TO DO: Reproduce the whole listing below exactly.
● ● ● ● ●
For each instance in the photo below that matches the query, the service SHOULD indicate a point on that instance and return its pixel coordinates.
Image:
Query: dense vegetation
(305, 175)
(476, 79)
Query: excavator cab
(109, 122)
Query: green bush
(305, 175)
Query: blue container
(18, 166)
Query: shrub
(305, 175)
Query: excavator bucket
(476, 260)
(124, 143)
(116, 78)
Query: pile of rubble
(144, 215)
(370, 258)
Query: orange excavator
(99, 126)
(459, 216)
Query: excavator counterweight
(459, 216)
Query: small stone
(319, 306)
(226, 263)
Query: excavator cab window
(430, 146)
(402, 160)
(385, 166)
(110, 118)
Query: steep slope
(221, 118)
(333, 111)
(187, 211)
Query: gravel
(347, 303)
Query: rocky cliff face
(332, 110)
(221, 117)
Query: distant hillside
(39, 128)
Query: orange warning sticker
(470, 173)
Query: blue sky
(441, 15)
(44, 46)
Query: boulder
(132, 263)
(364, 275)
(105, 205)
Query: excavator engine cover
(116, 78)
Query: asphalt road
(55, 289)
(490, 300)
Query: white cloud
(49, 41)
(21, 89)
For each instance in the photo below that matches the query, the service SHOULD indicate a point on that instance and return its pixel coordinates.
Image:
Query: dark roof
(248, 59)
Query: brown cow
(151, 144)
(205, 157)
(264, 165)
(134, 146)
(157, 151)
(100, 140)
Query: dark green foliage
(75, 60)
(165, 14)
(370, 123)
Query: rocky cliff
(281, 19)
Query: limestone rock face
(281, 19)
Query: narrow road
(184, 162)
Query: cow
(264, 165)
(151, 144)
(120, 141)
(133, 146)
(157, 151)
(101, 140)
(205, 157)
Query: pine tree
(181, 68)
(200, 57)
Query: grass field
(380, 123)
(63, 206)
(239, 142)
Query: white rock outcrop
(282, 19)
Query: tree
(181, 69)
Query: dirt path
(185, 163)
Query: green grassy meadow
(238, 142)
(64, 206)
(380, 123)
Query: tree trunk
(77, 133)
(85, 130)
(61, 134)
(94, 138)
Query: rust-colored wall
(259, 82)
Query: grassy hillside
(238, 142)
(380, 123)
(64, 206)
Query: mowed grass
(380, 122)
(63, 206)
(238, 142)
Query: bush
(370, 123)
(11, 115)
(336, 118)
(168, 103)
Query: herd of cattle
● ● ● ● ●
SOLUTION:
For each instance in the photo below that matches the query, the service SHOULD indicate a point on that instance and return its pixel coordinates.
Image:
Query: dense vegetation
(305, 175)
(476, 79)
Query: excavator cab
(109, 122)
Query: green bush
(305, 175)
Query: blue container
(18, 166)
Query: shrub
(305, 175)
Query: excavator bucket
(476, 260)
(124, 143)
(116, 78)
Query: pile of rubble
(144, 215)
(370, 258)
Query: orange excavator
(99, 126)
(459, 216)
Query: excavator counterweight
(459, 216)
Query: small stone
(319, 306)
(226, 263)
Query: excavator cab window
(430, 146)
(402, 160)
(385, 166)
(110, 118)
Query: steep slope
(221, 118)
(333, 111)
(187, 211)
Query: gravel
(347, 303)
Query: rocky cliff face
(332, 110)
(221, 117)
Query: distant hillside
(39, 128)
Query: orange warning sticker
(470, 173)
Query: blue sky
(441, 15)
(44, 46)
Query: boulder
(132, 263)
(364, 275)
(105, 205)
Query: excavator engine cover
(116, 78)
Query: asphalt road
(55, 289)
(490, 300)
Query: white cloud
(49, 41)
(21, 89)
For each instance in the photo below that matches the query, the service SHOULD indicate a point on that instance and return its pixel coordinates.
Image:
Query: dark roof
(248, 59)
Query: brown cow
(151, 144)
(205, 157)
(264, 165)
(134, 146)
(157, 151)
(100, 140)
Query: dark green foliage
(75, 60)
(165, 14)
(370, 123)
Query: rocky cliff
(281, 19)
Query: limestone rock face
(281, 19)
Query: narrow road
(184, 162)
Query: cow
(264, 165)
(151, 144)
(120, 141)
(133, 146)
(157, 151)
(101, 140)
(205, 157)
Query: pine tree
(181, 68)
(200, 57)
Query: grass field
(380, 123)
(63, 206)
(239, 142)
Query: white rock outcrop
(282, 19)
Query: tree
(181, 69)
Query: dirt path
(185, 163)
Query: green grassy meadow
(238, 142)
(64, 206)
(380, 123)
Query: tree trunk
(77, 133)
(85, 130)
(61, 134)
(94, 138)
Query: rust-colored wall
(259, 82)
Query: grassy hillside
(238, 142)
(380, 123)
(64, 206)
Query: mowed grass
(380, 122)
(63, 206)
(238, 142)
Query: bush
(370, 123)
(11, 115)
(336, 118)
(168, 103)
Query: herd of cattle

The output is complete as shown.